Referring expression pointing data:
......

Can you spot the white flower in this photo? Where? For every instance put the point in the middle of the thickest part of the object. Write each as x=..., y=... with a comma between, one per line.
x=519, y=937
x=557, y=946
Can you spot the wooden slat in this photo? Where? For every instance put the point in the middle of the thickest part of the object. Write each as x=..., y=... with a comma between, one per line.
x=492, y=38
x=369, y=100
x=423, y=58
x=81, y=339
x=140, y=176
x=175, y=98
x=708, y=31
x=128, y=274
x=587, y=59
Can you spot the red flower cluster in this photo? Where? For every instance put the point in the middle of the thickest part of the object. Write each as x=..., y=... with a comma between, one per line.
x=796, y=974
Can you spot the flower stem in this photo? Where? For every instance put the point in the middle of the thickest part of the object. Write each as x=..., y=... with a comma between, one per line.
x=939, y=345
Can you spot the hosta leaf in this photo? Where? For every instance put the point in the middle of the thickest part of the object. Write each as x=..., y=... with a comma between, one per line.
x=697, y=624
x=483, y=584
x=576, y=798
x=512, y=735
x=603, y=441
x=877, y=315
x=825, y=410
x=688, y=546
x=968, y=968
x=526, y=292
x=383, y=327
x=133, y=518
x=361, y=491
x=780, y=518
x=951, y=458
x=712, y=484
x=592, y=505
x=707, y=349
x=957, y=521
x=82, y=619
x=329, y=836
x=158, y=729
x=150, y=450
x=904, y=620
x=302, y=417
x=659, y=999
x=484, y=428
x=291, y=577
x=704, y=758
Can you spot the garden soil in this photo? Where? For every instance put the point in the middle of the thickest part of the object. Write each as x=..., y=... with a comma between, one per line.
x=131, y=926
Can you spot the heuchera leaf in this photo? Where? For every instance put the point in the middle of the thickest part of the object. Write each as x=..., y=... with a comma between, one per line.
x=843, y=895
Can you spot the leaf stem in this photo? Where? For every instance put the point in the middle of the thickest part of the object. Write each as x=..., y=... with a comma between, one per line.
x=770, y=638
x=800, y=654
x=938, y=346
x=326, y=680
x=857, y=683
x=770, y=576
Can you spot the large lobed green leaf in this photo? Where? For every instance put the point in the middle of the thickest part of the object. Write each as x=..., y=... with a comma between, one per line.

......

[EXERCISE DESCRIPTION]
Reproduce the data shown above exactly, including every line.

[WRITTEN SOLUTION]
Can you spot the white flower in this photo? Where? For every instance put the point in the middle of the thickest part of the object. Write each as x=..., y=... with a comma between, one per line.
x=519, y=937
x=557, y=946
Can you spot the wooden slat in this photo? Where? For every instance put the point in the middle of the thickest part of the object. Write each as x=..., y=... with a comma between, one per line.
x=492, y=38
x=369, y=100
x=423, y=58
x=81, y=339
x=140, y=176
x=175, y=98
x=708, y=31
x=128, y=274
x=587, y=59
Can you spot the red flower cluster in this photo? Where? For every instance put the point in the middle of the thickest part of the object. Write each as x=..., y=... with a comma between, one per line.
x=796, y=974
Can you spot the flower stem in this photo? Where? For every instance put the point in the middle of the thickest part of the object. Write each as x=..., y=... with a comma between, one per line.
x=939, y=345
Can you spot the hosta leaf in this photo? Where? For every instance put the point in the middle of the thickest part of the object. Write each as x=..., y=... with a comma between, one per line.
x=697, y=624
x=483, y=584
x=576, y=798
x=512, y=735
x=603, y=441
x=877, y=315
x=825, y=410
x=688, y=546
x=968, y=968
x=526, y=292
x=383, y=327
x=133, y=518
x=361, y=491
x=780, y=518
x=951, y=458
x=712, y=484
x=592, y=505
x=707, y=349
x=957, y=521
x=82, y=619
x=329, y=836
x=158, y=729
x=150, y=450
x=904, y=620
x=302, y=417
x=659, y=999
x=484, y=428
x=291, y=577
x=704, y=758
Can you spot the garden soil in this photo? Where? For every instance put the point in the middle of the thickest part of the object. Write each as x=..., y=... with a comma between, one per line.
x=131, y=926
Can you spot the heuchera leaf in this photo? Where? For every instance put the point in the middle of the thickest part of the object. Write each as x=..., y=... with a comma between, one per line.
x=843, y=895
Can you spot the leaf stem in this photo? Where? For every instance put the point in the middle of the thickest part of the object. Write each as x=..., y=... with a comma between, one per line.
x=770, y=638
x=800, y=654
x=938, y=346
x=326, y=680
x=857, y=683
x=770, y=576
Can you spot the large lobed green leaf in this photo? Where? For every instance put the point in the middle of the thickest part of the object. Write each as x=..., y=... with a comma between, one per line.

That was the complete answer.